**CHALLENGE:** Could you print every record below exactly as it appears?

**DATASET EXCERPTS:**
↓↓↓
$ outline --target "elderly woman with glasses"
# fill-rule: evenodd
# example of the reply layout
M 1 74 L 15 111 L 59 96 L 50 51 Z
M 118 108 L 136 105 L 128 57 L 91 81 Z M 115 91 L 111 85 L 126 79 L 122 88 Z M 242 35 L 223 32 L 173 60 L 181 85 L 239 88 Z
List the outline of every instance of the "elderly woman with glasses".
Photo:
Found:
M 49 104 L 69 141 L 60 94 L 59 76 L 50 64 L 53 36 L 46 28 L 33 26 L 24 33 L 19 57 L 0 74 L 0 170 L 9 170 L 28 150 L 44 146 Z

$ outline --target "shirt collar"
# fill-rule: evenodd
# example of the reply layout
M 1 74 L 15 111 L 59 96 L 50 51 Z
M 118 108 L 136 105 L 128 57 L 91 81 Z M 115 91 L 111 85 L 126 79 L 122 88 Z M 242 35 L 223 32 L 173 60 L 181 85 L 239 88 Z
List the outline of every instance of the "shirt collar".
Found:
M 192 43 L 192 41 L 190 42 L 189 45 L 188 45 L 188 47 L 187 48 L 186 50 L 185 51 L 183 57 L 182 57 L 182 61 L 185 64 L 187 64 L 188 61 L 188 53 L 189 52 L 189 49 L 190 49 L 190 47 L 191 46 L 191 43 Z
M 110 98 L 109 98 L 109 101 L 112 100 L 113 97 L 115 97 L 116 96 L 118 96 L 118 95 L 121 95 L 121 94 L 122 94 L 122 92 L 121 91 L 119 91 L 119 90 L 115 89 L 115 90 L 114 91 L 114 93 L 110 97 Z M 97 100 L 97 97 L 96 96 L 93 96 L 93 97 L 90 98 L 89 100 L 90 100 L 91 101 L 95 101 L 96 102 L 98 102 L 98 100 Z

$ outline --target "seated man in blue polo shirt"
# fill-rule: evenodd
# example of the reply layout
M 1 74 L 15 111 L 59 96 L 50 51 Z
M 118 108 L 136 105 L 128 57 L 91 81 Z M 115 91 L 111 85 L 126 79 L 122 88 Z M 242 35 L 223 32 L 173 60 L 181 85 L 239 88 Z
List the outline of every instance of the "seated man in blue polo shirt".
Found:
↑↑↑
**SOLUTION FOR THIS EXERCISE:**
$ outline --target "elderly woman with glasses"
# fill-rule: evenodd
# example of the reply layout
M 1 74 L 15 111 L 59 96 L 50 51 Z
M 118 108 L 136 105 L 128 57 L 91 81 Z M 115 91 L 111 85 L 126 79 L 122 88 Z M 242 35 L 223 32 L 173 60 L 181 85 L 239 88 Z
List the outline of every instance of the "elderly woman with glasses".
Photo:
Found:
M 49 104 L 69 141 L 60 94 L 59 76 L 50 64 L 53 36 L 46 28 L 33 26 L 24 33 L 19 57 L 0 74 L 0 170 L 9 170 L 28 150 L 44 146 Z

$ outline --target "shirt collar"
# fill-rule: evenodd
# example of the reply layout
M 1 74 L 15 111 L 59 96 L 50 51 Z
M 118 108 L 136 105 L 128 57 L 91 81 Z M 115 91 L 111 85 L 126 79 L 122 88 Z M 242 35 L 223 32 L 173 60 L 181 85 L 239 88 Z
List the outline of every instance of the "shirt collar".
Found:
M 192 43 L 192 41 L 190 42 L 189 45 L 188 45 L 188 47 L 187 48 L 186 50 L 185 51 L 183 57 L 182 57 L 182 61 L 185 64 L 187 64 L 188 61 L 188 53 L 189 52 L 189 49 L 190 49 L 190 47 L 191 46 L 191 43 Z
M 110 98 L 109 98 L 109 101 L 112 100 L 113 97 L 115 97 L 116 96 L 118 96 L 118 95 L 121 95 L 121 94 L 122 94 L 122 92 L 121 91 L 119 91 L 119 90 L 115 89 L 115 90 L 114 91 L 114 93 L 110 97 Z M 97 100 L 97 97 L 96 96 L 93 96 L 93 97 L 90 98 L 89 100 L 90 100 L 91 101 L 95 101 L 96 102 L 98 102 L 98 100 Z

$ outline --target "seated man in blue polo shirt"
# fill-rule: evenodd
# example of the reply layout
M 1 74 L 15 111 L 59 96 L 50 51 Z
M 118 108 L 136 105 L 128 57 L 91 81 Z M 115 91 L 111 85 L 126 79 L 122 88 Z M 242 35 L 223 32 L 173 60 L 181 85 L 239 88 Z
List the outline of every instance of the "seated man in blue polo shirt".
Found:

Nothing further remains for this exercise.